▶ [Source passage]

Re: Searching large files a block at a time

Welcome to the Monastery.

"This uses the $/ input field separator, and then uses while (<>) to read a block at a time. I'd like to do this in pure perl, but I can't find a way."

Firstly, here's a simple example of how you might do this.

#!/usr/bin/env perl -l

use strict;
use warnings;

{
    local $/ = '';

    while (<DATA>) {
        chomp;
        print '--- One Block ---';
        print;
    }
} 

__DATA__
Block1 Line1
Block1 Line2
Block1 Line3


Block2 Line1
Block2 Line2
Block2 Line3



Block3 Line1
Block3 Line2
Block3 Line3

Block4 Line1
Block4 Line2
Block4 Line3
[download]

Notes:

Setting $/ to an empty string puts you in what's called "paragraph mode". This allows reading blocks (lines separated by one or more blank lines). The number of blank lines doesn't matter: note how that differs from '$/ = "\n\n"' which specifies an exact number of blank lines. See $/ in perlvar for further details.
When you modify '$/', or indeed any special variable, you should localise the change in limited scope so that the special variable works normally elsewhere in your code. In this instance, I've used an anonymous block (the code is within braces by themselves); subroutine definitions, BEGIN blocks, and so on, could work just as well: just keep the special variable modification separate from other code. See local, and the links that page provides, for more on this.
I'm reading using '<DATA>', which is just a handy way of reading the data after '__DATA__'. You could use '<$filehandle>', where that filehandle may come from open or some other source (see below).
For the purposes of demonstration, I've separated each block with a varying number blanks lines (specifically 2, 3, and 1). This is to show that the number of intervening blank lines doesn't matter when in paragraph mode.

▶ [Information given]
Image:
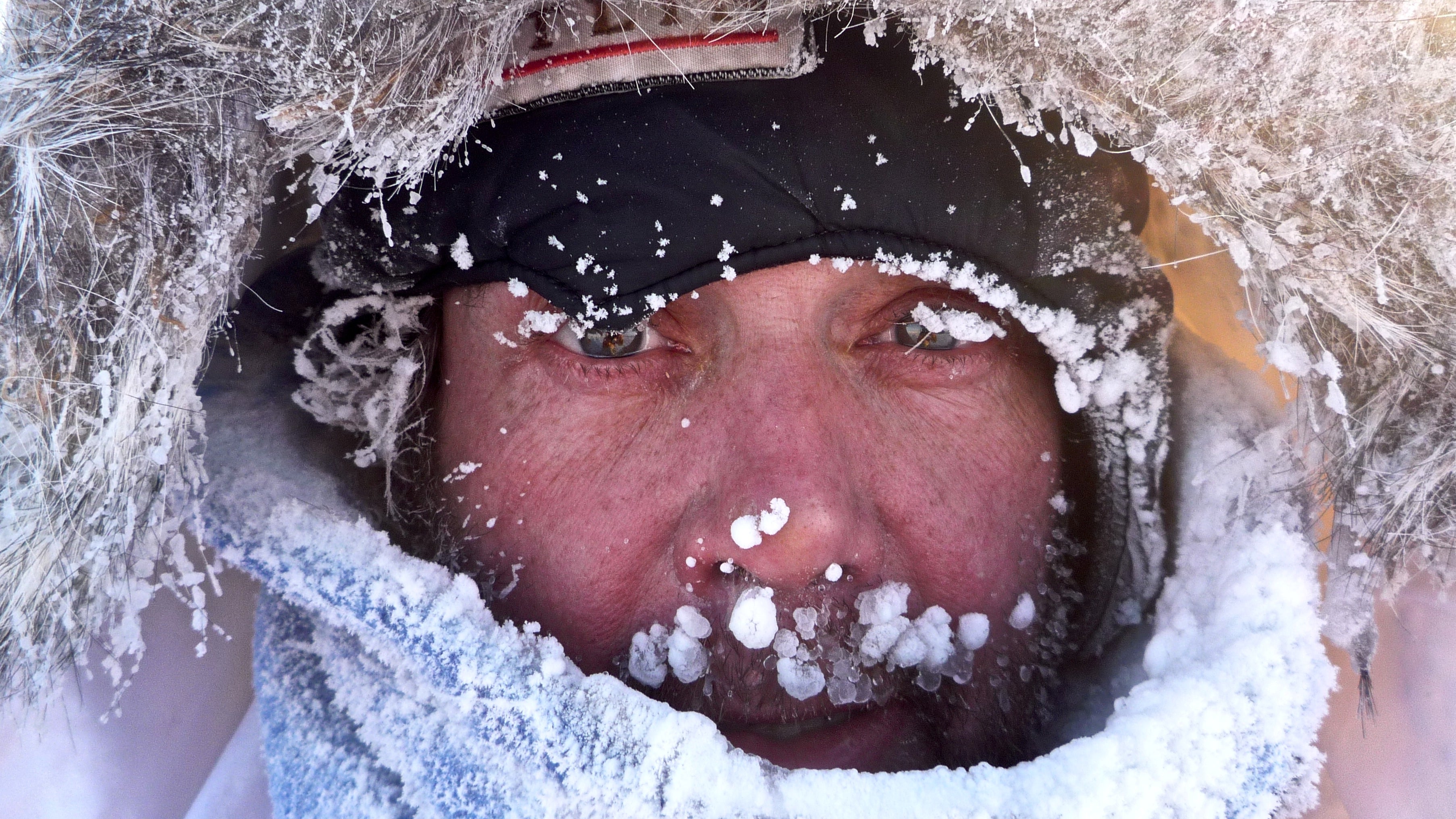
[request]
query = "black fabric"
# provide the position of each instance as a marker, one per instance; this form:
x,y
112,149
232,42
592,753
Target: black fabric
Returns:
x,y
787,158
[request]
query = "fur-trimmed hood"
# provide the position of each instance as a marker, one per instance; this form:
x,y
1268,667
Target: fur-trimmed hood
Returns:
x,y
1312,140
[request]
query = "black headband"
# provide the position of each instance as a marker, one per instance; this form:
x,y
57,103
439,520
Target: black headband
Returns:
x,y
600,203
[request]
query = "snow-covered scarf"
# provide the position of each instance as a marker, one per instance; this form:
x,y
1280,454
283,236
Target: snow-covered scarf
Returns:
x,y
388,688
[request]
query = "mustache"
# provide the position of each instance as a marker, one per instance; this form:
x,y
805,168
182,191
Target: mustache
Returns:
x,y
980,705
* * *
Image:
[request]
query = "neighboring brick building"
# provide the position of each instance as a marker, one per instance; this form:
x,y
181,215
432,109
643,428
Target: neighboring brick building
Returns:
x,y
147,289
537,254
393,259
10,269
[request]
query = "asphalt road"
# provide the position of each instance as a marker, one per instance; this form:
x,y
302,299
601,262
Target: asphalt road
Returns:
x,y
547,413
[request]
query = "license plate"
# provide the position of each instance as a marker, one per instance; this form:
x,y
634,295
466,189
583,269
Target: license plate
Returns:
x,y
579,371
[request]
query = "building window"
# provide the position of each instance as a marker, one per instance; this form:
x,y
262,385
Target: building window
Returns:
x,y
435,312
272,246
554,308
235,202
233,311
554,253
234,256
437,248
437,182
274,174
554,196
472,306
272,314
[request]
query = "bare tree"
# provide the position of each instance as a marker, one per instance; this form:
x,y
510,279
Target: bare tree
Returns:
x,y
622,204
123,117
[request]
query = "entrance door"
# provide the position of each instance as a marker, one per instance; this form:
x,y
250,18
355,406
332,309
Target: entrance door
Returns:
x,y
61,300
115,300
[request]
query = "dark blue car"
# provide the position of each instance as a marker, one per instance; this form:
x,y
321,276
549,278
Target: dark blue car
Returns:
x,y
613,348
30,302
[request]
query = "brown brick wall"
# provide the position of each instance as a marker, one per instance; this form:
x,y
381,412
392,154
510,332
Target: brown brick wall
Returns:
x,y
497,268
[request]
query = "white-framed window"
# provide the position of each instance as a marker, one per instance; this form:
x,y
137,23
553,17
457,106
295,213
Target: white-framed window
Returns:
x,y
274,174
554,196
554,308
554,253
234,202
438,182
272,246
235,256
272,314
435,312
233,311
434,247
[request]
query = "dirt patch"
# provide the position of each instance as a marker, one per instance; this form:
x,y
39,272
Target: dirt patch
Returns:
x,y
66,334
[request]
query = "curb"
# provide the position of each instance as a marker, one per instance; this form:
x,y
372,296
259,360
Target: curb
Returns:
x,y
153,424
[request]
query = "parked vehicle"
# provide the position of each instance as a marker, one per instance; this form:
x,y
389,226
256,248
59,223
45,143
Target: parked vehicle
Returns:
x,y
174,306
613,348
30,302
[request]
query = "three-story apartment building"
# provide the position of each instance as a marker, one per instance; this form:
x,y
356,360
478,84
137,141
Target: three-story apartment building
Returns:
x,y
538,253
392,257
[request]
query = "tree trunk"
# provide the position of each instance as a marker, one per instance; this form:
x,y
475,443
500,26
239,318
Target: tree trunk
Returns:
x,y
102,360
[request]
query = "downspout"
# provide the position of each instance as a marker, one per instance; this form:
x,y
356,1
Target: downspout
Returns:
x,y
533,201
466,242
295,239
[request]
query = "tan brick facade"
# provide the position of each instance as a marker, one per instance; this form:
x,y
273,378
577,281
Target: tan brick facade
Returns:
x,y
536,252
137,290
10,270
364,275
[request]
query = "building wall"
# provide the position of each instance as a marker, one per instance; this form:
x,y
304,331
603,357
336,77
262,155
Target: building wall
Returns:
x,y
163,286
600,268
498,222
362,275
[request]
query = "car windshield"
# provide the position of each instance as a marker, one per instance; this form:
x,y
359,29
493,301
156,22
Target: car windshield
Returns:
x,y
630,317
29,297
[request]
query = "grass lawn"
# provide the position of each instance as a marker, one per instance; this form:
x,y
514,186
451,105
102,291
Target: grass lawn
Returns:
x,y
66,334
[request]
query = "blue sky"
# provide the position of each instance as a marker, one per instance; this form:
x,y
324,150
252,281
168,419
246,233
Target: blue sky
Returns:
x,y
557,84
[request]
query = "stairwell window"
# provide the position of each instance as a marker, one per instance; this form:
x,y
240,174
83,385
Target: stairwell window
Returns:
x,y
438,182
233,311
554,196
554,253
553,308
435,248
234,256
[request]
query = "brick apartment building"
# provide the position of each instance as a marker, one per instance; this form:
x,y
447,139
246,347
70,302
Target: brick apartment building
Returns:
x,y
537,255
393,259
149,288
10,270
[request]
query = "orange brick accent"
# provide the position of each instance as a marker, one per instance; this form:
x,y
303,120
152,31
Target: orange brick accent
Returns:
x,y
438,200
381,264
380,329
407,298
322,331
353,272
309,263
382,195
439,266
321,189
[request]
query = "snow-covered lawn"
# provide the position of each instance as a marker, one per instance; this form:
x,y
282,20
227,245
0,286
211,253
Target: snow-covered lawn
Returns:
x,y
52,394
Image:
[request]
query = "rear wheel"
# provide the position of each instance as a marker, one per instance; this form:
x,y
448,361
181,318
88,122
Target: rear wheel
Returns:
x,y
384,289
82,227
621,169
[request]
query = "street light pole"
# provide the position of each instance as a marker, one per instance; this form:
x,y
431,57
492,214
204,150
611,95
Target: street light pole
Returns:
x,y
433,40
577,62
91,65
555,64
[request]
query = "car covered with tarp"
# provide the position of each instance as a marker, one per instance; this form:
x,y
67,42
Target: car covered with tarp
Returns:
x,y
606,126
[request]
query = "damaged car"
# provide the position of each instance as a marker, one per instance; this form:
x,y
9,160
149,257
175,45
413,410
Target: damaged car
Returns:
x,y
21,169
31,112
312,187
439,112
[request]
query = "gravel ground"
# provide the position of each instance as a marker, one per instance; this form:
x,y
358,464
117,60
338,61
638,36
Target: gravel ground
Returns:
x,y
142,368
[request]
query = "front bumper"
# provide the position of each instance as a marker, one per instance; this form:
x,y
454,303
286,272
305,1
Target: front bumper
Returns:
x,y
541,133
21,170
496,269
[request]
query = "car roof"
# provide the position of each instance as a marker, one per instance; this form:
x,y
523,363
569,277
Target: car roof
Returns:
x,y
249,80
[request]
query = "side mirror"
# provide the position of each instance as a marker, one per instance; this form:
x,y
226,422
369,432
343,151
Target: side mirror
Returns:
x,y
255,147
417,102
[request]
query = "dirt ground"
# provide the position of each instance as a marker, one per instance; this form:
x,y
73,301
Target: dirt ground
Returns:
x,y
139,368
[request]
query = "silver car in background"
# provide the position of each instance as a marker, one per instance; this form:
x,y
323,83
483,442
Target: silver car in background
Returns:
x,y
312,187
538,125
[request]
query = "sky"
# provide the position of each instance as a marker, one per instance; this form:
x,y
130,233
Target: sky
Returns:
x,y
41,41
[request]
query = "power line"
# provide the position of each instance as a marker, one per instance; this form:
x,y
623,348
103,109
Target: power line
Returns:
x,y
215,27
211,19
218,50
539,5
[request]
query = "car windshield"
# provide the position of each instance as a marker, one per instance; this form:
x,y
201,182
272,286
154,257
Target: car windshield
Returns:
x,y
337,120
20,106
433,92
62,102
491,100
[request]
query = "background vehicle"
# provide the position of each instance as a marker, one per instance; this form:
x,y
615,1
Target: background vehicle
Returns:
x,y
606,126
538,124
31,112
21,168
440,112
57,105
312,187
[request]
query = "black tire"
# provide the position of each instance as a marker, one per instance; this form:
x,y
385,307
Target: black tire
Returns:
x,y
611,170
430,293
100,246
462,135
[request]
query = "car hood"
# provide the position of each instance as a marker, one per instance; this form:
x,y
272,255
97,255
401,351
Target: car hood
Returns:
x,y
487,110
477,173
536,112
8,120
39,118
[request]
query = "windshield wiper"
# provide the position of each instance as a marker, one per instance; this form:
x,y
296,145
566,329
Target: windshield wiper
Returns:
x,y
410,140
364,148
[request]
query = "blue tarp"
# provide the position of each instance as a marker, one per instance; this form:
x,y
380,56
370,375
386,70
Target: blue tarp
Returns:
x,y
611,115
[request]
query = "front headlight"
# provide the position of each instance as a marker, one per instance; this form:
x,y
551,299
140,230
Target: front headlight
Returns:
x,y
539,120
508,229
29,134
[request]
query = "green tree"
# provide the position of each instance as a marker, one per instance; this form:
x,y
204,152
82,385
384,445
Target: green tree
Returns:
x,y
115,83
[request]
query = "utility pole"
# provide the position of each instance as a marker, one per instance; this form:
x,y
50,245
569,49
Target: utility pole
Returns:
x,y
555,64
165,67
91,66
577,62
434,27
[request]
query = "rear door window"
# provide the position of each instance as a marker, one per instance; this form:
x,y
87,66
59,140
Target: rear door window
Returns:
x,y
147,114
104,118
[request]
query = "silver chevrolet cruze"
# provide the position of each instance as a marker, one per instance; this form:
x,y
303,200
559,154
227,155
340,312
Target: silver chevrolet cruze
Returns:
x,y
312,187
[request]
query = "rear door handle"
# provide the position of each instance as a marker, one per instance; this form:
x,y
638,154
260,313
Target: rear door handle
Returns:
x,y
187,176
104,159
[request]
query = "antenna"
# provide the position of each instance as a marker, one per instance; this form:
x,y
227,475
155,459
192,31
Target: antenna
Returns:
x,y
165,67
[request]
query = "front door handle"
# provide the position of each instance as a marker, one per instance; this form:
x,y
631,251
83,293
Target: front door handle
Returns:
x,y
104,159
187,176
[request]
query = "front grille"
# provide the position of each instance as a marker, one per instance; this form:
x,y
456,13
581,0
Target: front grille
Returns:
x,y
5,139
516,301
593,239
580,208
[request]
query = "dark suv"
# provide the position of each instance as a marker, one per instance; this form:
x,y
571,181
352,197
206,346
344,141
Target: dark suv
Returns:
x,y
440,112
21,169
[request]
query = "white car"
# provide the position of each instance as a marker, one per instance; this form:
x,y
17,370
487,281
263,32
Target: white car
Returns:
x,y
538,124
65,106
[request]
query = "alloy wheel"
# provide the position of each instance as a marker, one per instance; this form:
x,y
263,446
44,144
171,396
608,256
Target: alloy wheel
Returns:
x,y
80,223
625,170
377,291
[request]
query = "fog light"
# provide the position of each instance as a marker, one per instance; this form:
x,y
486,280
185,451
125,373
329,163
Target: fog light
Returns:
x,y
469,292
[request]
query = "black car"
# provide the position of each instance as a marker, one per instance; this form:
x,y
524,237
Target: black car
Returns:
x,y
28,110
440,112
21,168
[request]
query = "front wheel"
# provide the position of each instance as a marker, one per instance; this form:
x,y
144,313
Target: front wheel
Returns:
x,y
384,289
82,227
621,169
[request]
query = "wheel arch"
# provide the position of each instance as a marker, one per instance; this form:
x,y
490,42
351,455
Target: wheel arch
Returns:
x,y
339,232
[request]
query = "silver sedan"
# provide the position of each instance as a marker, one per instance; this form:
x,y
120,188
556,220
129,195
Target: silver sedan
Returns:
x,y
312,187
* * *
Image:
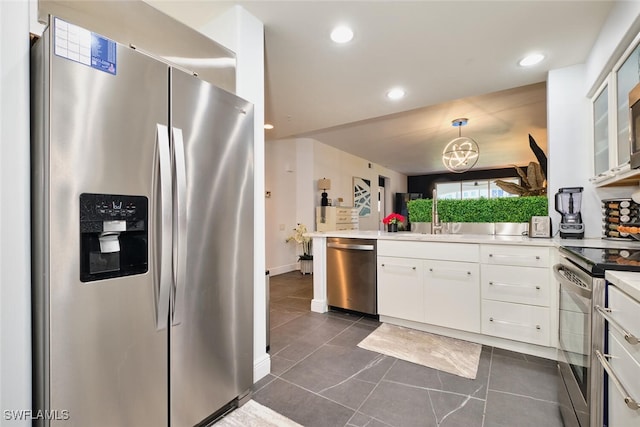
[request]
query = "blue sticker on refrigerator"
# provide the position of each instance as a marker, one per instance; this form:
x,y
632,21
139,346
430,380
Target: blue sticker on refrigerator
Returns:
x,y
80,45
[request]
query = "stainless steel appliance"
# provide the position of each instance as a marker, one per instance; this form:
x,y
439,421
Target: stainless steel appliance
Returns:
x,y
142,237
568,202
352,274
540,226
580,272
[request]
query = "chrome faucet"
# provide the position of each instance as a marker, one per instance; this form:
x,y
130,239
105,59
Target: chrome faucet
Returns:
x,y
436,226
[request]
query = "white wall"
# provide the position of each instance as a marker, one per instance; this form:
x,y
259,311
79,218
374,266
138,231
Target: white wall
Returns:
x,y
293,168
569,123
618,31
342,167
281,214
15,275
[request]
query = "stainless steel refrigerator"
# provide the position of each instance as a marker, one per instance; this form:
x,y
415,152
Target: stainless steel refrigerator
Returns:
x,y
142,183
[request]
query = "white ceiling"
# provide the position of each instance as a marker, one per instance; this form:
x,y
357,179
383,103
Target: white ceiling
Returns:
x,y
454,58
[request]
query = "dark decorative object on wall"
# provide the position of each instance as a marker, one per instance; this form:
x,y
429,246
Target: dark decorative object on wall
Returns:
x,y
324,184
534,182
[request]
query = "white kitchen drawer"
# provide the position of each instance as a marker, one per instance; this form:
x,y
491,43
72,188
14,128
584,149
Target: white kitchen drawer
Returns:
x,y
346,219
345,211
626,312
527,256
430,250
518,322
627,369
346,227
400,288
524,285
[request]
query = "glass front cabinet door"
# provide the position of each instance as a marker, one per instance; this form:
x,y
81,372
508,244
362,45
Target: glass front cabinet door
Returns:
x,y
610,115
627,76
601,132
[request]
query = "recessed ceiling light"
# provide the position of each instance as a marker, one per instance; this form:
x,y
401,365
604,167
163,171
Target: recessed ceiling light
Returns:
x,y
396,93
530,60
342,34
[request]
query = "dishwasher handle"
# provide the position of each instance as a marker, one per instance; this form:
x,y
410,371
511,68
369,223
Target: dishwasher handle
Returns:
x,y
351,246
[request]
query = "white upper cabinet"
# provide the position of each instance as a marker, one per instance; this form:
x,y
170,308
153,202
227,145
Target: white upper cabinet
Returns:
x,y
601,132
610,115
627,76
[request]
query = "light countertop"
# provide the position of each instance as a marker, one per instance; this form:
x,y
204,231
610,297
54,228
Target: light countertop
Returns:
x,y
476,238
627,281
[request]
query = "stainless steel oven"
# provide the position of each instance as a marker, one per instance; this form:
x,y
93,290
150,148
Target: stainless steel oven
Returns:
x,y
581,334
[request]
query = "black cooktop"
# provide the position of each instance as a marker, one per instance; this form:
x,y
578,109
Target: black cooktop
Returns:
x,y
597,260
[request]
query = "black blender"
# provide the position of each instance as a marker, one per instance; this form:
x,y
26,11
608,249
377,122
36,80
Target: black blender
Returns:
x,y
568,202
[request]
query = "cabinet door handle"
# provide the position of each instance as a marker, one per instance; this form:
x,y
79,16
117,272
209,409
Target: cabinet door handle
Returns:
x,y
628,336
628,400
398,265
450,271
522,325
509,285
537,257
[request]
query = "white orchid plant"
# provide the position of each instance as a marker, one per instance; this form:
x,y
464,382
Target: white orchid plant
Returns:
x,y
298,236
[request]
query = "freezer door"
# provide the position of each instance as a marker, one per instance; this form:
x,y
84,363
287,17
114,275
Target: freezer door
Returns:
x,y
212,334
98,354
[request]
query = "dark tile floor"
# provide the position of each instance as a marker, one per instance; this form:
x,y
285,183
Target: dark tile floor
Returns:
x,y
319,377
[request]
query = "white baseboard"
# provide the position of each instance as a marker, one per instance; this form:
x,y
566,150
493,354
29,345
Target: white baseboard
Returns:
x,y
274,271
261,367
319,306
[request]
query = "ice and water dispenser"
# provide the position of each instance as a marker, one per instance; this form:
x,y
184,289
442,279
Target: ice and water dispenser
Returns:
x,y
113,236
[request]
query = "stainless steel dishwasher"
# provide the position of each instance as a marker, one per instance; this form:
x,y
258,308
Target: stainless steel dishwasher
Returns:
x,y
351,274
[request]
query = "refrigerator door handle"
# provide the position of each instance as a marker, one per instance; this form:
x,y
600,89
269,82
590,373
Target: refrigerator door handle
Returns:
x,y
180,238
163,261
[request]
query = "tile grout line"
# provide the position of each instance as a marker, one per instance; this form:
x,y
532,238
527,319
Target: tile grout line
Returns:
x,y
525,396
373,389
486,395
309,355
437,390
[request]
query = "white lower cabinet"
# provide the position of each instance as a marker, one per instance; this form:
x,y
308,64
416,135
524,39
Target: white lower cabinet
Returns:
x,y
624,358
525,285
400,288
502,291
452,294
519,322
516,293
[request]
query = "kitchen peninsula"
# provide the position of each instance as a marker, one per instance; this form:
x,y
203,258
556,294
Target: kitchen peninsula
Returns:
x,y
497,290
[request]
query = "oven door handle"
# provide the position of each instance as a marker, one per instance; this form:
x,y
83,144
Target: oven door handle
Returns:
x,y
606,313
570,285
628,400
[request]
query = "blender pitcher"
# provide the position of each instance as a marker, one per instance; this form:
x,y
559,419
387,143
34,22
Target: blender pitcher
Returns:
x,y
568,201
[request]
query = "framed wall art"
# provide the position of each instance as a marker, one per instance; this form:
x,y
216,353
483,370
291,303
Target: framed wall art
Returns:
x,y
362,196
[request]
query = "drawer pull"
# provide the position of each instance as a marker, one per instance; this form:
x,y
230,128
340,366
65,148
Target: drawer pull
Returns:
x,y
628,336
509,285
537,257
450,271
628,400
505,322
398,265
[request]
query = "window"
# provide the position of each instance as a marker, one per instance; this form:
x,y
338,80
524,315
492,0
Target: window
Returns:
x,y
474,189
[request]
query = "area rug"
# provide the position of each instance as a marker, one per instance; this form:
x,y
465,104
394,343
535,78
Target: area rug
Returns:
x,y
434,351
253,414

▶ [Exercise instructions]
From the Perl forum reply above, reproduce word for word the section that begins at the words "Block4 Line1" and stops after "more on this.".

▶ [Complete response]
Block4 Line1
Block4 Line2
Block4 Line3
[download]

Notes:

Setting $/ to an empty string puts you in what's called "paragraph mode". This allows reading blocks (lines separated by one or more blank lines). The number of blank lines doesn't matter: note how that differs from '$/ = "\n\n"' which specifies an exact number of blank lines. See $/ in perlvar for further details.
When you modify '$/', or indeed any special variable, you should localise the change in limited scope so that the special variable works normally elsewhere in your code. In this instance, I've used an anonymous block (the code is within braces by themselves); subroutine definitions, BEGIN blocks, and so on, could work just as well: just keep the special variable modification separate from other code. See local, and the links that page provides, for more on this.